PROBLEM REQUIREMENTS
Starting at the line that contains "of the door", copy each line through the end of the listing below. Include both ends and output nothing more.

TASK INPUT
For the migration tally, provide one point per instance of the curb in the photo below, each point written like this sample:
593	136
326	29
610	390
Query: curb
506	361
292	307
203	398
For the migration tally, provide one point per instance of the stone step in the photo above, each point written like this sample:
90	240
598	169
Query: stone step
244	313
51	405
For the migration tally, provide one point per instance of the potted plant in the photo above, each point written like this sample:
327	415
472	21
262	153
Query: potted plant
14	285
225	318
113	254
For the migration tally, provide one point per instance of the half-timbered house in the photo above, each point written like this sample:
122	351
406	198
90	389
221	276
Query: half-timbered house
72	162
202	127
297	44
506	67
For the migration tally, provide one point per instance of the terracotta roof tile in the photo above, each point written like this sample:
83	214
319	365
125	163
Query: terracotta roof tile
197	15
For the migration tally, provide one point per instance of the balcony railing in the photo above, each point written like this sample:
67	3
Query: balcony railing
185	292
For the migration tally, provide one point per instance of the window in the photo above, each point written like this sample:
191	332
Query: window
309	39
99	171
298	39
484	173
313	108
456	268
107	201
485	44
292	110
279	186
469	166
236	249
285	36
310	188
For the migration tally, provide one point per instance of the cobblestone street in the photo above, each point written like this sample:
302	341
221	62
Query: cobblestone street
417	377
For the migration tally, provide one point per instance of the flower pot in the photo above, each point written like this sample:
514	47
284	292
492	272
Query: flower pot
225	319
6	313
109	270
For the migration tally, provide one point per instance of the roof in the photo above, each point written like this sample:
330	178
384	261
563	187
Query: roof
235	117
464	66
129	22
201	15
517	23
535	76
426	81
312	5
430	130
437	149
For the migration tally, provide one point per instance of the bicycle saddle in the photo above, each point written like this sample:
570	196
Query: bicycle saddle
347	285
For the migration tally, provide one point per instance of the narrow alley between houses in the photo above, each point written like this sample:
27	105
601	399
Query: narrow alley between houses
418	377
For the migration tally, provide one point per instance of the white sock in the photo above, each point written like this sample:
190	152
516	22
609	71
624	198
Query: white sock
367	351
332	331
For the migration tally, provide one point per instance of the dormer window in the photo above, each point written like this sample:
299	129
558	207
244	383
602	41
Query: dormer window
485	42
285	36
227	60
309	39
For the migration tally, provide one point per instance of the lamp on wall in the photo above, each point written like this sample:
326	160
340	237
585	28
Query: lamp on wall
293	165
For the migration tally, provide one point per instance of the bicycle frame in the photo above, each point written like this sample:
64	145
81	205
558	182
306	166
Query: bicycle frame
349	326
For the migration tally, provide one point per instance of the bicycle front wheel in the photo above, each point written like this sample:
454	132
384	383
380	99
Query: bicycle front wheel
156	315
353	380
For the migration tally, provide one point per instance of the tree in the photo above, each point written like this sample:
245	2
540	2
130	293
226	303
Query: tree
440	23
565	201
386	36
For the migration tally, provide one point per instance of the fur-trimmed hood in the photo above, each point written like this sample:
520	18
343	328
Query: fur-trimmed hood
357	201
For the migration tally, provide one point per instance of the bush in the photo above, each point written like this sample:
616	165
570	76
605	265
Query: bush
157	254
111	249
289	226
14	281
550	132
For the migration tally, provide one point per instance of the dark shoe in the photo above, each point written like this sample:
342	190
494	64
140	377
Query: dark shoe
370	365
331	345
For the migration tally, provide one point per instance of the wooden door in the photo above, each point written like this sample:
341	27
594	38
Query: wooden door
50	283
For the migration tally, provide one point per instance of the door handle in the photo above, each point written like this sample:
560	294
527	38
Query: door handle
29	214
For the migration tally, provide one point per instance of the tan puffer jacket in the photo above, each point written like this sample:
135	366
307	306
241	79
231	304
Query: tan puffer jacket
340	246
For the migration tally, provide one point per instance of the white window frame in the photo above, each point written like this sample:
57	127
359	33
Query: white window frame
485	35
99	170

COMPLETE ANSWER
For the migration tally, provide one point per instance of the door handle in the photo above, each point written like this sample:
560	294
527	38
Query: door handle
29	214
For the migration tally, provide one point per instance of the tan puffer jacket in the photo above, each point written like this sample:
135	366
307	306
241	79
231	304
Query: tan puffer jacket
340	246
For the migration tally, provide one point per instance of the white window frame in the photo above, each point written like this sample:
57	127
359	33
Query: white window frame
485	35
99	170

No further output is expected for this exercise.